**Reading passage:**
++++++











  • ranzispa@mander.xyztoScience Memes@mander.xyzPSA
    link
    fedilink
    English
    arrow-up
    2
    ·
    6 days ago

    Thank you for the resource. I’m unsure as to why my comment above was removed as I received no notification about it and nobody gave me an explanation. I’ll start by saying that my field of research is quite different from social sciences and that I am absolutely not an expert regarding transgender people: I am not one and I only have few friends that are. I have not read the articles from the authors mentioned in this thread, I do not know whether their research is sound or not, @daannii above was saying their research is sound and I take it at face value; but the following stands even if that is not the case.

    The review you linked does not appear to address these issues that are being discussed in here. They do find that gender transition tends to be positive and that in most cases people do not regret doing it.
++++++
**Record extracts:**
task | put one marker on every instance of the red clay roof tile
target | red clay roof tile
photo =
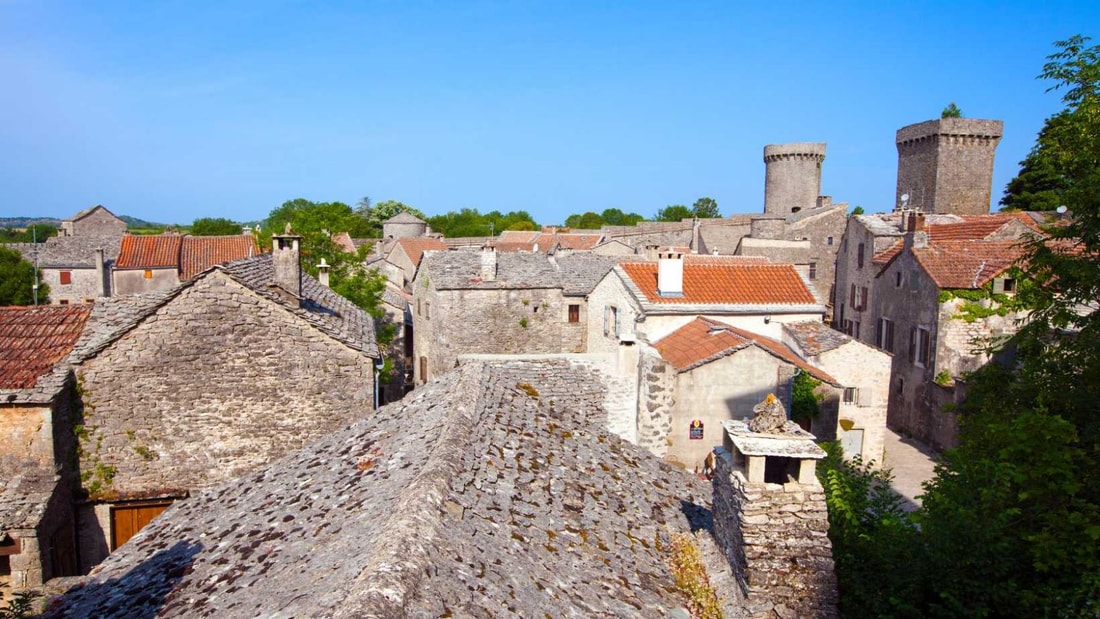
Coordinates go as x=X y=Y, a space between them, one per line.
x=140 y=251
x=721 y=282
x=967 y=264
x=200 y=253
x=34 y=339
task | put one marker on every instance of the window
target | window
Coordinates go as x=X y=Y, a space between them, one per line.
x=883 y=338
x=1004 y=286
x=611 y=321
x=920 y=341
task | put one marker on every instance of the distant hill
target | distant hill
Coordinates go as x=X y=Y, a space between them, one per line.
x=28 y=221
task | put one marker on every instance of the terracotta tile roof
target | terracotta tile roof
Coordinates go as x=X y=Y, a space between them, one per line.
x=581 y=242
x=976 y=228
x=702 y=341
x=416 y=246
x=715 y=282
x=34 y=339
x=140 y=251
x=967 y=264
x=200 y=253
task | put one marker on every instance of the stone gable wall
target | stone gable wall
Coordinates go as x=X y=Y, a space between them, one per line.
x=216 y=383
x=86 y=284
x=776 y=538
x=448 y=323
x=97 y=223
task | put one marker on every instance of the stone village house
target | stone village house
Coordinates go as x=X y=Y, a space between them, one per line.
x=187 y=388
x=466 y=302
x=36 y=477
x=492 y=490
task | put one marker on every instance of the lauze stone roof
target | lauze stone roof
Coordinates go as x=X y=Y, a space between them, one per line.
x=703 y=341
x=491 y=492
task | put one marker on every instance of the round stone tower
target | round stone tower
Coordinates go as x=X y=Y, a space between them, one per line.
x=792 y=177
x=946 y=165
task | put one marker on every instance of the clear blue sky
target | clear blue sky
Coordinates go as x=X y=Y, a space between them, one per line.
x=174 y=110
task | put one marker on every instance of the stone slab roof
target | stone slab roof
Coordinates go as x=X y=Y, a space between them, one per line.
x=34 y=339
x=69 y=252
x=719 y=282
x=703 y=341
x=322 y=308
x=575 y=274
x=469 y=498
x=795 y=443
x=815 y=338
x=200 y=253
x=967 y=264
x=415 y=246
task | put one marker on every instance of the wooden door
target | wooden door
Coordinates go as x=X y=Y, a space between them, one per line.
x=128 y=519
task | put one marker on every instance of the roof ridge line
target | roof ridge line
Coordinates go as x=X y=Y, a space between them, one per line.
x=400 y=546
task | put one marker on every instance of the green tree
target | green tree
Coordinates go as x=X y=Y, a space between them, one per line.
x=1012 y=520
x=706 y=208
x=1038 y=186
x=616 y=217
x=215 y=227
x=673 y=212
x=17 y=280
x=377 y=213
x=585 y=221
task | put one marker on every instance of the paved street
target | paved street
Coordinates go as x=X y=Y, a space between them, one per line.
x=912 y=464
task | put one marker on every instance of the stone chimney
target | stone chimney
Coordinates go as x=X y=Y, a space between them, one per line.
x=488 y=264
x=916 y=231
x=100 y=273
x=287 y=258
x=771 y=521
x=670 y=274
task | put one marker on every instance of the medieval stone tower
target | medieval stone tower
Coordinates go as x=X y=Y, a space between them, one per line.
x=792 y=177
x=946 y=165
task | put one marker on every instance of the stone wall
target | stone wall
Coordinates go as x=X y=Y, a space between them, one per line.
x=657 y=396
x=213 y=384
x=946 y=165
x=776 y=538
x=86 y=284
x=448 y=323
x=99 y=222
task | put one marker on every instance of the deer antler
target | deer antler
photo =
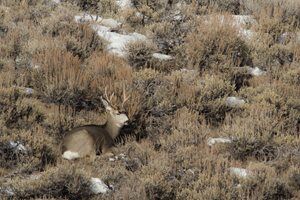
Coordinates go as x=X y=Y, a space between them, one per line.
x=109 y=99
x=125 y=98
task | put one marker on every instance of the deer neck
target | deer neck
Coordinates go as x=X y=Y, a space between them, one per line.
x=112 y=128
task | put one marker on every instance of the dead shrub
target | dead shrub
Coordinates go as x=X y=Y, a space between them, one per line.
x=79 y=38
x=22 y=114
x=213 y=45
x=62 y=80
x=243 y=148
x=63 y=182
x=140 y=54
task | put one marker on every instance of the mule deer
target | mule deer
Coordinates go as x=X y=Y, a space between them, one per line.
x=89 y=140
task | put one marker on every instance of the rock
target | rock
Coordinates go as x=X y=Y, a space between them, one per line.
x=212 y=141
x=240 y=172
x=17 y=146
x=124 y=4
x=161 y=56
x=7 y=191
x=98 y=186
x=133 y=164
x=69 y=155
x=234 y=101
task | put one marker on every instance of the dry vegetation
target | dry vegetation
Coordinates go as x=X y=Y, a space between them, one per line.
x=174 y=106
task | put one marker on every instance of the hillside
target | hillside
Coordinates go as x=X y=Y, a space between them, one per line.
x=213 y=93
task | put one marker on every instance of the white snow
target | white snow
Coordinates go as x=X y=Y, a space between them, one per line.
x=109 y=22
x=117 y=41
x=69 y=155
x=243 y=20
x=98 y=186
x=234 y=101
x=238 y=21
x=18 y=146
x=161 y=56
x=212 y=141
x=256 y=71
x=124 y=3
x=240 y=172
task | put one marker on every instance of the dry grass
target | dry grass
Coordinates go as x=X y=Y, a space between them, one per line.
x=174 y=106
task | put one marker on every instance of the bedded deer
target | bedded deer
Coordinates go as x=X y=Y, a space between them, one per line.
x=88 y=140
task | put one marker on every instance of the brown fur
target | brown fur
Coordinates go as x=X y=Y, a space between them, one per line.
x=88 y=140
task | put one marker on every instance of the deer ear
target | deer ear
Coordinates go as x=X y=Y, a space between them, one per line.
x=105 y=103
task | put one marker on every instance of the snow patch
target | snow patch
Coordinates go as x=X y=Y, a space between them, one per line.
x=69 y=155
x=234 y=101
x=109 y=22
x=161 y=56
x=103 y=27
x=240 y=172
x=212 y=141
x=117 y=41
x=98 y=186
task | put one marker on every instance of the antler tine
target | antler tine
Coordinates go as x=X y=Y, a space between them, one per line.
x=125 y=98
x=105 y=94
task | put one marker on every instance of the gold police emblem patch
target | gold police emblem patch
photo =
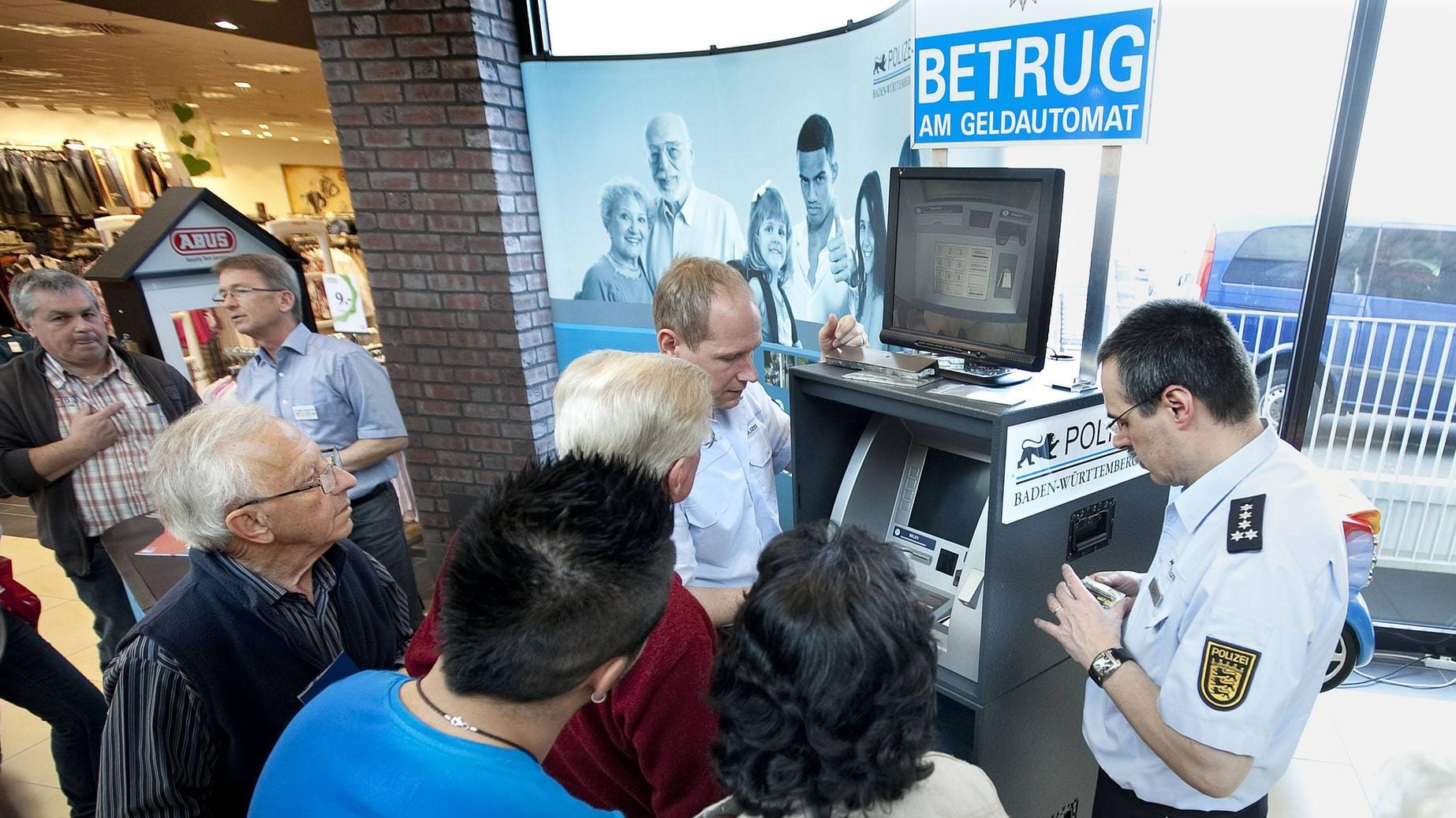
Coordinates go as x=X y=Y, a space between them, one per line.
++++++
**What you should do:** Continue the forum comment about the linked review on gender transition from its last sentence.

**Your response:**
    1. Regrets following gender transition are extremely rare and have become even rarer as both surgical techniques and social support have improved. Pooling data from numerous studies demonstrates a regret rate ranging from .3 percent to 3.8 percent. Regrets are most likely to result from a lack of social support after transition or poor surgical outcomes using older techniques.

    However this does not seem to address differences across demographics, such as could be transitioning when minor vs transitioning when adult. It would be interesting to know whether people who transition as child tend to have higher regret rates than adults.

    We eliminated studies, for instance, that did not assess the outcomes of gender transition, that investigated minors instead of adults

    In fact they specify in the methodology that they specifically did not address research involving minors and they excluded any paper that investigated minors.

    Littmans research aims to discover which trans teens will continue being trans and which will flip back to their biological based gender.

    This statement from above does make sense to me. I would not see one such research as damaging towards anyone. I don’t see how that is bias. In the review you provided is stated that some people, a vast minority, do regret transitioning. I don’t see how identifying those people before they do transition would be bad.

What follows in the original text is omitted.